• Available records
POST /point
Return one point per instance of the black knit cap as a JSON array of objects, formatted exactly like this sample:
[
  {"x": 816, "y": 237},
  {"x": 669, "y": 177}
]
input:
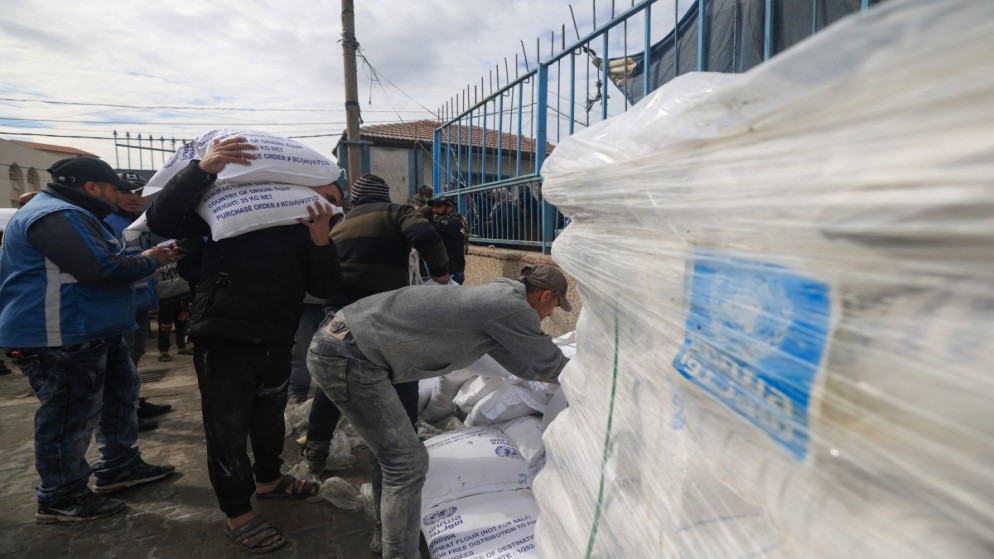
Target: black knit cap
[
  {"x": 370, "y": 188},
  {"x": 547, "y": 277},
  {"x": 78, "y": 170}
]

• Assignment
Take every entry and repeat it verbatim, minus the pictures.

• Answer box
POST /point
Return one point per instance of the black knit cap as a JSON array of objects, formatted exactly like this sample:
[
  {"x": 816, "y": 237},
  {"x": 669, "y": 177}
]
input:
Target: black knit cap
[
  {"x": 370, "y": 188},
  {"x": 547, "y": 277},
  {"x": 78, "y": 170}
]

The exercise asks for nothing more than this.